Where a line in the material below has the string "behind", please report it.

Source data
————————

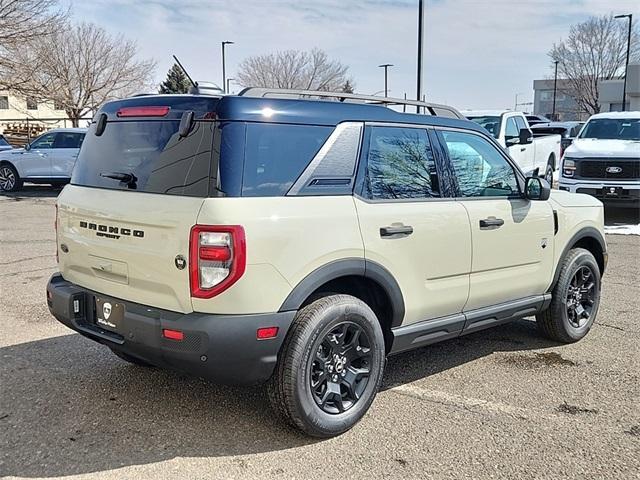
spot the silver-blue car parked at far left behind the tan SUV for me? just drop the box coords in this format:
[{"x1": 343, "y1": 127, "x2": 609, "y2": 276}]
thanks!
[{"x1": 0, "y1": 128, "x2": 87, "y2": 192}]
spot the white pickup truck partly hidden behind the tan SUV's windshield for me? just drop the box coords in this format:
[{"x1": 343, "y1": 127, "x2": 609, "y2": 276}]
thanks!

————————

Task result
spot the silver-blue car parked at far left behind the tan SUV for me? just drop the box coords in this format:
spot the white pickup truck partly hidden behind the tan SUV's windshield for me? just drop the box coords in this format:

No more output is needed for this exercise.